*** Working data ***

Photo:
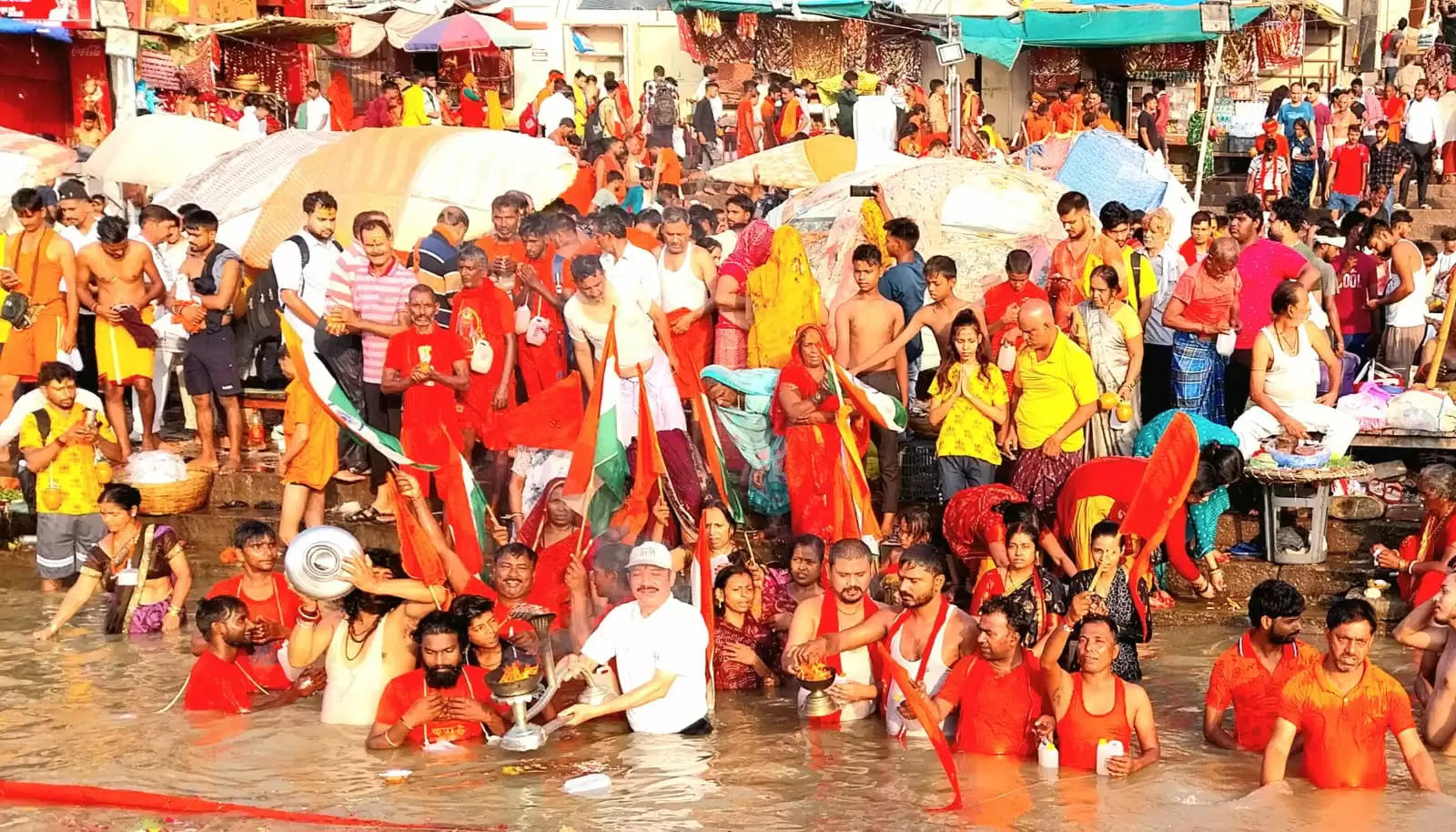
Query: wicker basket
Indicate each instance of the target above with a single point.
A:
(177, 497)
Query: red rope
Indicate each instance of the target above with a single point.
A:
(91, 796)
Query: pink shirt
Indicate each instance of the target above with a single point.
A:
(1261, 267)
(373, 298)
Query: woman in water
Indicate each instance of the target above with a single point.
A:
(744, 647)
(143, 570)
(1026, 582)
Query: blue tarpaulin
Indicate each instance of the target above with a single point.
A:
(1002, 40)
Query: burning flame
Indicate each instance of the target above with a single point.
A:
(519, 672)
(815, 672)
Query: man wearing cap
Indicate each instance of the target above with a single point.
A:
(662, 650)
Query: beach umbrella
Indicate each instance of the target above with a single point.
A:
(804, 164)
(160, 149)
(468, 31)
(411, 174)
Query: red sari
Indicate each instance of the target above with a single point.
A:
(485, 313)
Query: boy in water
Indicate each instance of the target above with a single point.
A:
(865, 325)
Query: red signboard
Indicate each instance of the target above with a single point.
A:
(70, 14)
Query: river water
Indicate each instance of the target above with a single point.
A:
(84, 711)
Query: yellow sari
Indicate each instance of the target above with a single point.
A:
(785, 296)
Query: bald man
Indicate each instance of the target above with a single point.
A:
(1053, 397)
(1205, 303)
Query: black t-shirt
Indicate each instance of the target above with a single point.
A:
(1149, 123)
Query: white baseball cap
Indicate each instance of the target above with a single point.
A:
(650, 554)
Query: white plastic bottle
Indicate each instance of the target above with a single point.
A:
(1047, 755)
(1106, 751)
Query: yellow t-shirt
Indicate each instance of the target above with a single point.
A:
(966, 431)
(1147, 281)
(1052, 391)
(414, 108)
(73, 471)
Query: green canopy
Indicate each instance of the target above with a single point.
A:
(1002, 40)
(827, 7)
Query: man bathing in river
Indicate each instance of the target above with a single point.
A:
(1429, 627)
(1343, 705)
(444, 701)
(846, 605)
(127, 283)
(1251, 674)
(926, 638)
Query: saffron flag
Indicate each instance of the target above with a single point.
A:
(327, 391)
(599, 462)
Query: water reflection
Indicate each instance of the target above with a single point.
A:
(84, 711)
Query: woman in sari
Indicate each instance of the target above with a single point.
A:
(553, 533)
(732, 296)
(1108, 328)
(1302, 162)
(1424, 560)
(472, 102)
(785, 296)
(742, 401)
(1111, 594)
(805, 414)
(143, 570)
(1026, 583)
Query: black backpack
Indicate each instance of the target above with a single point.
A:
(264, 303)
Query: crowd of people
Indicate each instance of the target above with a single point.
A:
(1014, 602)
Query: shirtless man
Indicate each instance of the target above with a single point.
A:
(1085, 704)
(865, 325)
(846, 605)
(939, 283)
(127, 284)
(1429, 627)
(926, 637)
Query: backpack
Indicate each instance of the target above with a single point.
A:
(264, 302)
(664, 107)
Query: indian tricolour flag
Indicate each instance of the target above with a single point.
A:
(317, 378)
(599, 463)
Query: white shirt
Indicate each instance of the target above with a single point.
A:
(315, 114)
(312, 281)
(555, 109)
(249, 124)
(1423, 121)
(637, 269)
(673, 640)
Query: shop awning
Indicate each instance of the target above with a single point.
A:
(1002, 40)
(829, 7)
(280, 28)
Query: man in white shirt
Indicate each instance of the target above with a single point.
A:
(313, 113)
(662, 650)
(1423, 135)
(302, 262)
(623, 262)
(558, 107)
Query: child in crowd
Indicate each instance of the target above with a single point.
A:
(309, 460)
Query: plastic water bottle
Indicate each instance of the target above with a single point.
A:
(1047, 755)
(1106, 751)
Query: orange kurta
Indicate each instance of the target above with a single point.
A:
(319, 460)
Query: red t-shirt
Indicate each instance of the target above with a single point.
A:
(216, 685)
(281, 606)
(440, 350)
(405, 691)
(1356, 280)
(996, 711)
(1001, 298)
(1350, 160)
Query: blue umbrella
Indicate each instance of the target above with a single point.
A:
(468, 31)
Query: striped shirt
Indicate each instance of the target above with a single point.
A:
(373, 298)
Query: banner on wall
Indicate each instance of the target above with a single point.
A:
(69, 14)
(89, 80)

*** End of Working data ***

Task details: How many of the lines in the data above carry the word "yellow"? Say the number and nothing else.

The completed task: 2